> _Quoted passage_

---------------

The astrophysicist Nidhal Guessoum in his book "Islam's Quantum Question" has pointed to modern Islamic scholars, like Muhammad Asad and Ghulam Ahmed Parwez who have emphasized a metaphorical reinterpretation of the concept of angels. For example, Asad highlighted the following words in the Quran as evidence that the aid provided by angels in the Battle of Badr was not literal: "and God ordained this only as a glad tiding."
There is no standard hierarchical organization in Islam that parallels the division into different "choirs" or spheres, as hypothesized and drafted by early medieval Christian theologians. Most[who?] Islamic scholars agree that this is an unimportant topic in Islam, simply because angels have a simple existence in obeying God already, especially since such a topic has never been directly addressed in the Quran. However, it is clear that there is a set order or hierarchy that exists between angels, defined by the assigned jobs and various tasks to which angels are commanded by God. Some scholars suggest that Islamic angels can be grouped into fourteen categories as follows, of which numbers two-five are considered archangels. Not all angels are known by Muslims however, the Quran and hadith only mentions a few by name. Due to varied methods of translation from Arabic and the fact that these angels also exist in Christian contexts and the Bible, several of their Christian and phonetic transliteral names are listed:
- Jibrail/Jibril (Judeo-Christian, Gabriel), the angel of revelation. Jibril is the archangel responsible for revealing the Quran to Muhammad, verse by verse. Jibrail is widely known as the angel who communicates with (all of) the prophets and also for coming down with God's blessings during the night of Laylat al-Qadr ("The Night of Divine Destiny (Fate)"). Jibril is mentioned by name in the Quran.
- Israfil or Israafiyl (Judeo-Christian, Uriel), is an archangel in Islam who will blow the trumpet twice [or thrice] at the end of time. According to the hadith, Israfil is the angel responsible for signaling the coming of Qiyamah (Judgment Day) by blowing a horn. The blowing of the trumpet is described in many places in the Quran. It is said that the first blow will bring all to attention, will end all life, while the second blow will bring all human beings back to life again to meet their Lord for their final judgement. Those who say it is three blows, say the first one will cause everyone to be startled. The second: everyone will die; and the third will be that of resurrection.

---------------

> _Extracted data_

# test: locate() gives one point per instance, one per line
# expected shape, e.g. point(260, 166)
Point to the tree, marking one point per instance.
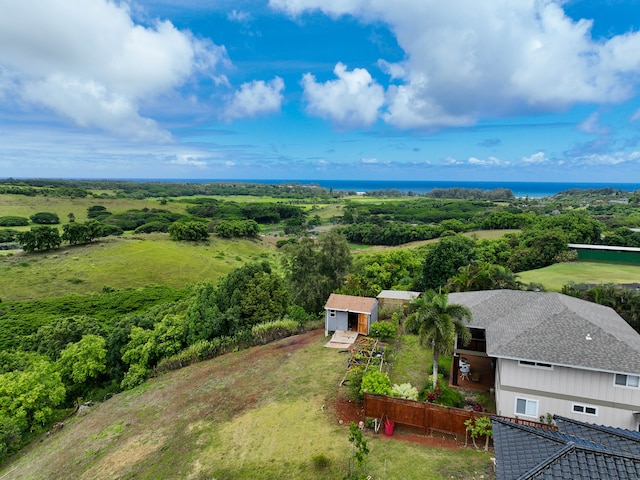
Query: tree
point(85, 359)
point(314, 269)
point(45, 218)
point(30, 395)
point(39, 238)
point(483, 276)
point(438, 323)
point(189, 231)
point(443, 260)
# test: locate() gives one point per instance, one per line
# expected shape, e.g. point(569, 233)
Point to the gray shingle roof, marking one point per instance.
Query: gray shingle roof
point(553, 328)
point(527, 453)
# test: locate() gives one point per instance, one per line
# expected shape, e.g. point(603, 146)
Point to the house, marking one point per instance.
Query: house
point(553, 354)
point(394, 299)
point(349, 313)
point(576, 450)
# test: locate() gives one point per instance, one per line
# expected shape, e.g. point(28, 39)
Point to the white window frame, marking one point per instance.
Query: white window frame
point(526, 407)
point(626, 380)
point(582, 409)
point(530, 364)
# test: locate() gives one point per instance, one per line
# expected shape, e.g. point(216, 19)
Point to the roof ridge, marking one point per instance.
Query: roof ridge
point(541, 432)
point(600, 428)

---------------

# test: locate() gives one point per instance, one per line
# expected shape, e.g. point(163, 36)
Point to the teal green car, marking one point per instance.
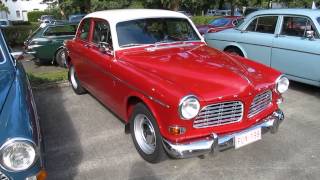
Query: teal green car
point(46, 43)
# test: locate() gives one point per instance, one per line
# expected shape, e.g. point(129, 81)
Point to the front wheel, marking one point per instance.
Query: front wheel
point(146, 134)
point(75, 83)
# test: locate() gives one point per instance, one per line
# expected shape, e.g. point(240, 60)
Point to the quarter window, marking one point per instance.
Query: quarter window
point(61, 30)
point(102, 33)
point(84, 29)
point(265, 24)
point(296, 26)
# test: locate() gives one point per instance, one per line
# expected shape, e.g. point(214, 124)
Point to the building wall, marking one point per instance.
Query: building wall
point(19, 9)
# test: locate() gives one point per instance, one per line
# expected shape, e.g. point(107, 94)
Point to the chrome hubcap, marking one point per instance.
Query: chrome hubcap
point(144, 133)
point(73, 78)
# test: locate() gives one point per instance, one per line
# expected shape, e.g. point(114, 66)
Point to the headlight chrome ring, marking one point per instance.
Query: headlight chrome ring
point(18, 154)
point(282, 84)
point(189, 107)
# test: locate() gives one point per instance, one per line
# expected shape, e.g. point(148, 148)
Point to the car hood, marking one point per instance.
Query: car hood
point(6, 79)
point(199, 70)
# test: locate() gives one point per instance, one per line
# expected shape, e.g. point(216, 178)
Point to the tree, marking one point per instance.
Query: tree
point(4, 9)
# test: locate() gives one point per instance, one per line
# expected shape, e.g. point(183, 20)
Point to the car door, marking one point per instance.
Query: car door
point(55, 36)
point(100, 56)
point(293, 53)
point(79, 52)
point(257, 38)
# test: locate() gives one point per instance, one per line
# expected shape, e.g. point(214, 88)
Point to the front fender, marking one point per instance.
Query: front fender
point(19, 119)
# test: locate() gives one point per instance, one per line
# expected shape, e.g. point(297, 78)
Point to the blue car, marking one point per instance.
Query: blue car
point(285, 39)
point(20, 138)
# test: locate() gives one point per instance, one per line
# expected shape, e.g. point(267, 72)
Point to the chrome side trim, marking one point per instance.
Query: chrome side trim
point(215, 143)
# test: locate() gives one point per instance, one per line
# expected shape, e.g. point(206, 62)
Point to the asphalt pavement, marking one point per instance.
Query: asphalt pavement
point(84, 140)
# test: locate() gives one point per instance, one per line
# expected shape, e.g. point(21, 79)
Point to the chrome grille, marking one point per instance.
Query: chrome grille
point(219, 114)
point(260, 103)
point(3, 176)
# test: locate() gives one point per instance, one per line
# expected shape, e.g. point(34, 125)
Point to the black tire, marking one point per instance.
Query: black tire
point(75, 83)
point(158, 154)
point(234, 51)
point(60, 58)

---------------

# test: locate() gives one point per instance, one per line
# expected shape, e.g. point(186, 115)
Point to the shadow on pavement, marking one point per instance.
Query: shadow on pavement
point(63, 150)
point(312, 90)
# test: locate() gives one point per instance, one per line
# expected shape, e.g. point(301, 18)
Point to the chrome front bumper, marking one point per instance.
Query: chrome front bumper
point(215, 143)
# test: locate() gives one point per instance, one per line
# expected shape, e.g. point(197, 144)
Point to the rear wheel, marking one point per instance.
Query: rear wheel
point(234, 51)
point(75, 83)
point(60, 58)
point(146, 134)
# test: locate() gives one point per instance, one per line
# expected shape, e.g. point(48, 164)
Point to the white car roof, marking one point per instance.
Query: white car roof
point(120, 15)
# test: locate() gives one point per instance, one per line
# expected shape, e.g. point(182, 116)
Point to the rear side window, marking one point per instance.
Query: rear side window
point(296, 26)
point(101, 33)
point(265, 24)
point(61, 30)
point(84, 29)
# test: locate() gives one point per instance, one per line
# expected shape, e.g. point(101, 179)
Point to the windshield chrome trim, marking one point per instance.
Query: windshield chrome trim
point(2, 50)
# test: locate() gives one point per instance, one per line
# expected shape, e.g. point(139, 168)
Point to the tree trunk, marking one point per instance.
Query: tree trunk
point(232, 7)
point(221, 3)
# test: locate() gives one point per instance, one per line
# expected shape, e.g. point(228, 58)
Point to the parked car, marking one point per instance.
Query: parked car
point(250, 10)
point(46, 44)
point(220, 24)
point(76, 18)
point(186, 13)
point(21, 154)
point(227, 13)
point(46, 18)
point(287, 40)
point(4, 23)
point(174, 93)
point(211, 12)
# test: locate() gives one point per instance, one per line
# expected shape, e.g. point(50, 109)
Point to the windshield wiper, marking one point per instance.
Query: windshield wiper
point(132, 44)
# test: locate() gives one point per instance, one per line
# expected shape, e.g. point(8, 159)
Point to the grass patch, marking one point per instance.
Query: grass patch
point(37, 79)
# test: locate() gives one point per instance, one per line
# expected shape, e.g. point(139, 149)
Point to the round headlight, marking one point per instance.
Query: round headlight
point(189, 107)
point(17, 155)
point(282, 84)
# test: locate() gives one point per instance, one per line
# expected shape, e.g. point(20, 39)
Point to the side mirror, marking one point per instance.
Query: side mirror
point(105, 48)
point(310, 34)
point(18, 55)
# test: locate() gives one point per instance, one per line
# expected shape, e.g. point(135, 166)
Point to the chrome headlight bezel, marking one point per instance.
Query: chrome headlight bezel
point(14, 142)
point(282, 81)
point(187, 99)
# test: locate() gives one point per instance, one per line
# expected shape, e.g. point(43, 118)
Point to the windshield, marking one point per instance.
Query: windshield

---------------

> _Requirements_
In the text on angels in Islam, what is Israfil responsible for signaling by blowing a horn?

> _Solution_
The coming of Qiyamah (Judgment Day).